▶ Задание
Повторите без изменений строки списка: начните со строки, в которой есть «For every instance of the sparse», и закончите последней строкой списка.

▶ Материал
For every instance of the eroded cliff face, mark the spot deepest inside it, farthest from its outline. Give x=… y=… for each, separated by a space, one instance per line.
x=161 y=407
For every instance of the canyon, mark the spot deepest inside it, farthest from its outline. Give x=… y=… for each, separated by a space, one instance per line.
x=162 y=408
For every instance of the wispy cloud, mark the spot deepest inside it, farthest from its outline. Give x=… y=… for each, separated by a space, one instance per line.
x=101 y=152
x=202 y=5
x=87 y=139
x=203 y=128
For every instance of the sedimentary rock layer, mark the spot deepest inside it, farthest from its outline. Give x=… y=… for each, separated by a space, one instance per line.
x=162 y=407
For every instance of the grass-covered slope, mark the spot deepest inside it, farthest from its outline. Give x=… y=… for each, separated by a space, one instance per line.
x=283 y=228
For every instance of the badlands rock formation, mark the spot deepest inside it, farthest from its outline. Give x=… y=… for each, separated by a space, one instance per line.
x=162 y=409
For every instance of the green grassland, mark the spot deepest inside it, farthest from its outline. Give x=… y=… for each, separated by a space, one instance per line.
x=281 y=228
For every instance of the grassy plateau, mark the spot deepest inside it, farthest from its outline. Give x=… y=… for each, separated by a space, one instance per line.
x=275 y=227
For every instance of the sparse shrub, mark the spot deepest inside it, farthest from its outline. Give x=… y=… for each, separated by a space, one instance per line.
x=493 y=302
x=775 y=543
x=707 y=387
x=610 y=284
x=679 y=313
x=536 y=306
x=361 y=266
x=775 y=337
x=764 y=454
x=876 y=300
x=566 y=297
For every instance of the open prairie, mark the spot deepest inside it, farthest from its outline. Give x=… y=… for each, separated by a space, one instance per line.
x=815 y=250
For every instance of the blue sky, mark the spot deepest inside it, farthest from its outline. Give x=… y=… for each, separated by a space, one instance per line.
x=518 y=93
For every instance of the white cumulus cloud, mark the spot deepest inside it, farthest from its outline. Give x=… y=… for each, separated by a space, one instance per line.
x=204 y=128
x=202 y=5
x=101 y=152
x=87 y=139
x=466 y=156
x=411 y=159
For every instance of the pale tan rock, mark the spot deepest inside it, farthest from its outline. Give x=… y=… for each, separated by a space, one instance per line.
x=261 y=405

▶ Решение
For every instance of the sparse shrub, mark the spot deepest inside it, farthest from its outline. Give x=… y=… for each, separated by a space, one instance per line.
x=493 y=302
x=775 y=543
x=707 y=387
x=610 y=284
x=679 y=313
x=536 y=306
x=361 y=266
x=775 y=337
x=764 y=454
x=876 y=300
x=566 y=297
For every instance of the open prairie, mark the spot deepest inside it, farthest from its outline. Give x=… y=… for each, separated by a space, one instance per line.
x=815 y=250
For every instance of the blue sky, mark the spot deepest inside it, farthest from its outline. Give x=… y=… for each, separated by a space, one instance per line.
x=518 y=93
For every instance of the white cumulus cloud, mark the spot deepest inside it, farthest from its outline. Give x=… y=… for each, separated by a space, one instance per line.
x=204 y=128
x=202 y=5
x=101 y=152
x=87 y=139
x=466 y=156
x=411 y=159
For every instance of the pale tan rock, mark the spot deepest inside it, farthest from its outline. Give x=… y=… for each, separated by a space, one instance per line.
x=261 y=405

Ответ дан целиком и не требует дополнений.